:: Job ::
Please count the lines in the records below that contain the string "white", where case counts. Reply with the number alone.

Segmentation data:
########################################

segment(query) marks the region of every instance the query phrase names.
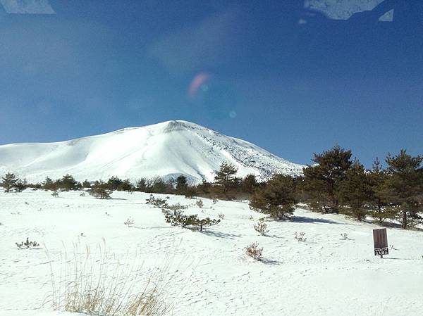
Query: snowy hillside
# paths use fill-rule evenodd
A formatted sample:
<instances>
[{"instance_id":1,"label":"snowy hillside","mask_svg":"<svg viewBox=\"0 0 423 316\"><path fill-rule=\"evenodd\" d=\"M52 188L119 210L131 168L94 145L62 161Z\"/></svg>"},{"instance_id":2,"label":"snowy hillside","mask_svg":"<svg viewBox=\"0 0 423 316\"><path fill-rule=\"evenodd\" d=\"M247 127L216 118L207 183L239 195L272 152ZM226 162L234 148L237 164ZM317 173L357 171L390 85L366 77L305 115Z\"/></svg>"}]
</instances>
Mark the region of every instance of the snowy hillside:
<instances>
[{"instance_id":1,"label":"snowy hillside","mask_svg":"<svg viewBox=\"0 0 423 316\"><path fill-rule=\"evenodd\" d=\"M80 181L183 174L200 182L212 181L214 170L224 161L235 164L239 176L253 173L260 178L273 172L298 175L303 167L247 141L181 120L59 143L0 146L0 173L11 171L34 182L69 173Z\"/></svg>"},{"instance_id":2,"label":"snowy hillside","mask_svg":"<svg viewBox=\"0 0 423 316\"><path fill-rule=\"evenodd\" d=\"M199 208L196 199L170 196L169 203L189 206L186 214L224 214L221 222L201 232L166 223L159 208L145 204L147 194L114 192L110 200L80 194L54 198L44 191L0 190L0 316L70 316L51 310L49 263L59 286L66 263L74 256L83 260L86 246L93 260L102 255L97 245L109 260L142 264L144 281L135 291L174 254L166 269L165 290L174 302L169 315L422 315L422 232L388 228L390 254L381 259L373 253L372 229L378 226L343 215L297 209L292 221L266 222L269 232L261 236L253 225L263 215L247 202L204 198ZM130 217L134 222L127 227ZM307 240L295 240L295 232ZM15 243L27 237L41 246L18 249ZM245 255L255 241L263 247L262 261ZM80 253L74 253L75 244ZM92 265L88 269L97 271L98 264Z\"/></svg>"}]
</instances>

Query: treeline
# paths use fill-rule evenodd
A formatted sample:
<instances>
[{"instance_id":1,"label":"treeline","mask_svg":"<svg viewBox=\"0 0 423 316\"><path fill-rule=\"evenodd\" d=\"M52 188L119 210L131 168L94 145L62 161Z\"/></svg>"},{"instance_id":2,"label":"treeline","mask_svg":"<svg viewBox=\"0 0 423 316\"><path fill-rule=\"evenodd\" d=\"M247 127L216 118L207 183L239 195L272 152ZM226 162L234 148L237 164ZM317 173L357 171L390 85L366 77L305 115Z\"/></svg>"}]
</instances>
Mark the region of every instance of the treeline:
<instances>
[{"instance_id":1,"label":"treeline","mask_svg":"<svg viewBox=\"0 0 423 316\"><path fill-rule=\"evenodd\" d=\"M303 169L303 175L274 175L259 182L254 175L237 177L238 169L223 163L215 170L214 182L203 181L190 185L187 177L164 181L160 177L141 178L135 183L112 177L106 182L78 182L66 175L40 184L30 184L7 173L0 184L6 192L21 191L27 187L52 191L89 189L92 195L107 198L113 191L135 191L165 194L182 194L214 199L249 199L251 208L277 220L293 215L294 206L302 203L323 213L348 215L359 221L371 216L382 224L396 220L403 228L422 222L423 157L412 156L405 150L385 159L386 167L376 159L367 170L350 150L336 146L321 153L314 153L314 165Z\"/></svg>"},{"instance_id":2,"label":"treeline","mask_svg":"<svg viewBox=\"0 0 423 316\"><path fill-rule=\"evenodd\" d=\"M252 195L250 205L274 218L292 214L293 206L307 203L314 211L343 213L359 221L371 216L382 224L396 220L403 228L423 218L423 157L405 150L388 154L386 168L376 159L367 170L350 150L336 146L314 154L316 163L302 177L276 175Z\"/></svg>"}]
</instances>

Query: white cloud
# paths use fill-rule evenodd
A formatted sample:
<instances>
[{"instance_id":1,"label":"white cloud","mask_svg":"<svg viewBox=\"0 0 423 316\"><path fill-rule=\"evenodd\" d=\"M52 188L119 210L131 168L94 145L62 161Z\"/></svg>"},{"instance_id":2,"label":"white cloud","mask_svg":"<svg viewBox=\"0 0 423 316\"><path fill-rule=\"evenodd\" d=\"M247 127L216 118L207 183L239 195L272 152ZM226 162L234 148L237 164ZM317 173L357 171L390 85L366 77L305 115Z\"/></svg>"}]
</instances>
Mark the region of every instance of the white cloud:
<instances>
[{"instance_id":1,"label":"white cloud","mask_svg":"<svg viewBox=\"0 0 423 316\"><path fill-rule=\"evenodd\" d=\"M55 14L49 0L0 0L8 13Z\"/></svg>"},{"instance_id":2,"label":"white cloud","mask_svg":"<svg viewBox=\"0 0 423 316\"><path fill-rule=\"evenodd\" d=\"M348 20L354 13L373 10L384 0L305 0L304 7L333 20Z\"/></svg>"}]
</instances>

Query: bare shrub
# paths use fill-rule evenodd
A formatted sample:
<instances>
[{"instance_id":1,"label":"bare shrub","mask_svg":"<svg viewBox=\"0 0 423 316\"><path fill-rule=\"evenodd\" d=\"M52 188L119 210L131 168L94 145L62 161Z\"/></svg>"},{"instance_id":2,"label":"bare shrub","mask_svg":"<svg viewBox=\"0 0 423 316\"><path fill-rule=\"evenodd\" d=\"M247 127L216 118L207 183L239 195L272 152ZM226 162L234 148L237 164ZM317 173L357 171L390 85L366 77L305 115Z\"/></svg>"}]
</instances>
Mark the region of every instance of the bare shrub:
<instances>
[{"instance_id":1,"label":"bare shrub","mask_svg":"<svg viewBox=\"0 0 423 316\"><path fill-rule=\"evenodd\" d=\"M300 232L299 233L295 232L294 233L294 238L295 239L297 239L298 241L305 242L305 241L307 241L307 238L304 237L305 236L305 233L302 232Z\"/></svg>"},{"instance_id":2,"label":"bare shrub","mask_svg":"<svg viewBox=\"0 0 423 316\"><path fill-rule=\"evenodd\" d=\"M21 243L15 243L15 244L19 249L28 249L30 248L35 248L39 246L39 244L35 241L30 241L27 237L25 241L22 241Z\"/></svg>"},{"instance_id":3,"label":"bare shrub","mask_svg":"<svg viewBox=\"0 0 423 316\"><path fill-rule=\"evenodd\" d=\"M55 310L102 316L164 316L171 313L173 298L168 270L169 259L161 269L154 269L142 279L142 267L133 259L74 245L73 258L63 256L60 274L52 261L51 294L46 298ZM47 252L49 259L49 255ZM128 260L129 259L129 260Z\"/></svg>"},{"instance_id":4,"label":"bare shrub","mask_svg":"<svg viewBox=\"0 0 423 316\"><path fill-rule=\"evenodd\" d=\"M135 221L130 216L126 219L126 221L123 223L128 227L130 227L131 225L133 225Z\"/></svg>"},{"instance_id":5,"label":"bare shrub","mask_svg":"<svg viewBox=\"0 0 423 316\"><path fill-rule=\"evenodd\" d=\"M264 222L264 219L263 217L259 220L257 225L254 225L254 229L262 236L265 236L266 234L269 232L267 224Z\"/></svg>"},{"instance_id":6,"label":"bare shrub","mask_svg":"<svg viewBox=\"0 0 423 316\"><path fill-rule=\"evenodd\" d=\"M262 248L259 248L259 244L255 242L245 248L247 255L252 258L254 260L259 260L262 258L263 252Z\"/></svg>"}]
</instances>

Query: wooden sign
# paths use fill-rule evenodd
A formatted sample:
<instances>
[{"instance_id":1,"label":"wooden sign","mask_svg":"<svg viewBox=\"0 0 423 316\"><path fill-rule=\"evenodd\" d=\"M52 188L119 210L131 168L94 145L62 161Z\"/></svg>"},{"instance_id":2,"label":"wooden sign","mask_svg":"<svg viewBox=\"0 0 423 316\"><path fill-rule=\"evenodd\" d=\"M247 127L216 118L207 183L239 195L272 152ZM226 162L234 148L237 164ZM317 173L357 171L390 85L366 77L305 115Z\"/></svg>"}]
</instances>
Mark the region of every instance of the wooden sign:
<instances>
[{"instance_id":1,"label":"wooden sign","mask_svg":"<svg viewBox=\"0 0 423 316\"><path fill-rule=\"evenodd\" d=\"M384 255L389 254L386 228L373 229L373 243L374 244L374 255L380 255L381 258L384 258Z\"/></svg>"}]
</instances>

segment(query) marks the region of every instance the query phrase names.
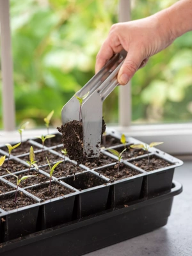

########################################

:: Reply ::
4